> _Task statement_:
According to the press release on the Justice Department's tax fraud lawsuit, how much does Thurston Bell charge customers for membership in NITE?

JUSTICE DEPARTMENT FILES LAWSUIT IN TAX FRAUD SCHEME


WASHINGTON, D.C. – The Justice Department filed suit today in Denver against Colorado Mufflers Unlimited, Inc., of Northglenn, Colo. According to the suit, the company, which does business as Exhaust Pros, filed false claims for refund with the Internal Revenue Service for 1997 and 1998.

Colorado Mufflers sought a refund of payroll taxes it had paid by asserting the so-called 861 argument. That argument says that only income from foreign sources is subject to U.S. tax, and not amounts U.S. employers pay to U.S. citizens. The Internal Revenue Service mistakenly paid the refund, and the suit filed today seeks to recover that refund plus interest, nearly $90,000 in all.

"The 861 argument is nonsense. People who file false claims for refund are breaking the law and will be held accountable for their actions," said Eileen J. O'Connor, Assistant Attorney General for the Justice Department's Tax Division.

In a related case, the Department previously filed suit in federal court in Harrisburg, Pa. against Thurston Bell. Bell is the founder of the National Institute for Taxation Education (NITE). According to the papers filed in that case, Bell uses NITE's Web site to promote his corrupt 861 scheme to potential clients. The Web site claims that the tax refunds Colorado Mufflers received were the result of "information, data and training" that is made available exclusively through NITE membership. Contrary to that assertion, however, the refunds were merely the result of an administrative error which today's lawsuit seeks to reverse.

According to the government's filings against Bell, he charges customers $195 for membership in NITE. The suit against Bell seeks to bar him from promoting his corrupt 861 scheme and to require him to remove from the NITE website all materials promoting tax evasion.

Bell's case is one of four cases the Justice Department has filed recently to stop the promotion of the foreign-source income scheme. Earlier this month, a federal court in Tampa banned Douglas P. Rosile, Sr., a Venice, Fla.-based former accountant, from preparing tax returns and from promoting the foreign-source income argument. Last month the federal court in Tampa ordered David Bosset to stop preparing tax returns and promoting fraudulent tax schemes based on the Section 861 argument, which it called "absurd on its face." In January, the Department obtained an injunction against Harold E. "Hal" Hearn, an Atlanta-based CPA, prohibiting him from preparing returns based on, or promoting, the foreign-source income argument.

Tax evasion schemes cost United States taxpayers billions of dollars a year. According to a report the General Accounting Office issued in May 2002, however, IRS and Justice Department efforts have led to increasing numbers of convictions for promoters and individuals involved in tax fraud schemes.

Stored items
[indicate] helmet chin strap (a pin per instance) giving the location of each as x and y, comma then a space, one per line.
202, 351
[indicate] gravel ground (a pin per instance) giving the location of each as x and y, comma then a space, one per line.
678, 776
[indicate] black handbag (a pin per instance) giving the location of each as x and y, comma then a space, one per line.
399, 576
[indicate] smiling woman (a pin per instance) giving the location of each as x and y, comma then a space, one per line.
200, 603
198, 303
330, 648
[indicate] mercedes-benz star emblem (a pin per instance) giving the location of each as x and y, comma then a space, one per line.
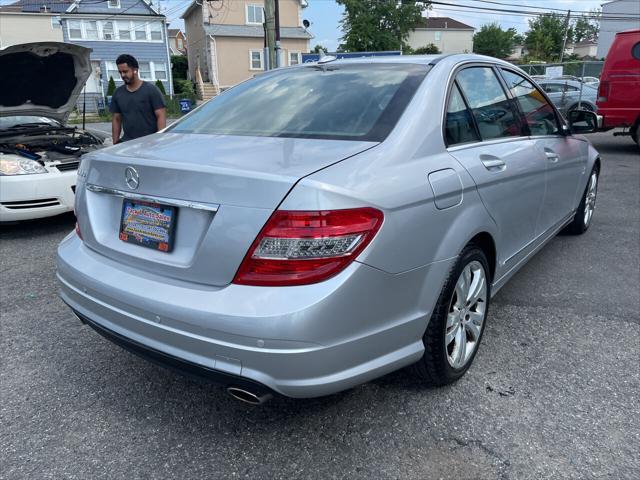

> _Written response_:
$195